● **Supplied passage**:
-.-.-

It's really just to add in moisture and increase richness. Also helps the brown sugar to melt if you use that during wrap. And as far as the health aspect of bbq.......well it's not good for you regardless of what you do to it lol. I don't use parkay for at home smoking. Just at comps


----------



## thirdeye (Mar 26, 2021)

Parkay doesn't break like butter, has a higher smoke point than butter , adds moisture, helps melt the sugars in the rub, and also helps to keep the sugars from caramelizing and possibly burning and it will help set the bark.  Parkay is a tool, not a rule.  Competition barbecue has so many intense flavors going on any butter flavor is lost.


----------



## thirdeye (Mar 26, 2021)

I prefer using unsalted butter during one step on my competition style thighs, but my goal is to get as much flavor into the thighs, and allow the skin to have the perfect bite.  You really only get one bite, maybe two if a judge really likes your chicken.


----------



## justplainbob (Mar 26, 2021)

an old Lynda Carter is still better than any Rosie O'Donnell


----------



## SmokinEdge (Mar 26, 2021)

TNJAKE said:


> It's a pretty common thing in the competition bbq circuit. We use it in our wrap steps. Butter will burn......parkay doesn't


Yup completely understand the usefulness of squeeze butter. However I never did see a problem with brown butter. Not a competitor, just a food fan.


----------



## TNJAKE (Mar 26, 2021)

SmokinEdge said:


> Yup completely understand the usefulness of squeeze butter. However I never did see a problem with brown butter. Not a competitor, just a food fan.

-.-.-

● **Records supplied**:

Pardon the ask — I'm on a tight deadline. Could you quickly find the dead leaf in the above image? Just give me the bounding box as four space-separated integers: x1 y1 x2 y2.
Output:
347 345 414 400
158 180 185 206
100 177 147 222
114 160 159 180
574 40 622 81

-.-.-

● **Directions**:
**1)** Duplicate the part of the barbecue thread that opens with the words containing "Parkay doesn't break" and closes with "likes your chicken.".
**2)** Answer these questions about the barbecue thread, one line each:
(a) Does the author of the first post use Parkay when smoking at home?
(b) According to thirdeye, how does Parkay's smoke point compare with that of butter?
(c) What kind of butter does thirdeye prefer for one step on competition style thighs?
**3)** Supply the next part of the barbecue thread, picking up from where it stops.
The lines have no connection to the barbecue thread.

● **Expected outputs**:
**1)**
Parkay doesn't break like butter, has a higher smoke point than butter , adds moisture, helps melt the sugars in the rub, and also helps to keep the sugars from caramelizing and possibly burning and it will help set the bark.  Parkay is a tool, not a rule.  Competition barbecue has so many intense flavors going on any butter flavor is lost.


----------



## thirdeye (Mar 26, 2021)

I prefer using unsalted butter during one step on my competition style thighs, but my goal is to get as much flavor into the thighs, and allow the skin to have the perfect bite.  You really only get one bite, maybe two if a judge really likes your chicken.

**2)**
(a) No, that author uses it only at competitions.
(b) Parkay has a higher smoke point than butter.
(c) Unsalted butter.

**3)**
When butter reaches smoke point it tastes bad. Fine line with brown butter and burned butter


----------



## Inscrutable (Mar 26, 2021)

justplainbob said:


> an old Lynda Carter is still better than any Rosie O'Donnell


Nice appetite suppressant ... gonna have nightmares tonight.


----------



## GonnaSmoke (Mar 26, 2021)

Parkay is primarily soybean oil whereas butter is a true dairy product.


----------



## SmokinEdge (Mar 26, 2021)

TNJAKE said:


> When butter reaches smoke point it tastes bad. Fine line with brown butter and burned butter


low and slow. but I understand what you are saying, and agree. I just like butter and bacon too!


----------



## TNJAKE (Mar 26, 2021)

SmokinEdge said:


> low and slow. but I understand what you are saying, and agree. I just like butter and bacon too!


I'm a low and slow guy myself. Like I said that's not how I cook at home. I'm also a fan of bacon and butter


----------



## SmokinEdge (Mar 26, 2021)

TNJAKE

always appreciate your posts. Just rib’n.


----------



## Bytor (Mar 26, 2021)

Is Lynda Carter here
Being a teenaged boy in the 70's I have to ask  

I can still hear it in my mind...."Wonder Woman...."


----------



## SmokinAl (Mar 27, 2021)

Most of the BBQ teams use squeezable butter, so I tried it a couple of times. But I found I like real butter better when I wrap ribs. Which by the way I don’t do too much anymore, unless someone is coming over that likes FOTB ribs. Then I do one rack for them & one unwrapped for the rest who like a bit of a bite.
Al


----------



## JLeonard (Mar 27, 2021)

Bytor said:


> Is Lynda Carter here
> Being a teenaged boy in the 70's I have to ask
> 
> I can still hear it in my mind...."Wonder Woman...."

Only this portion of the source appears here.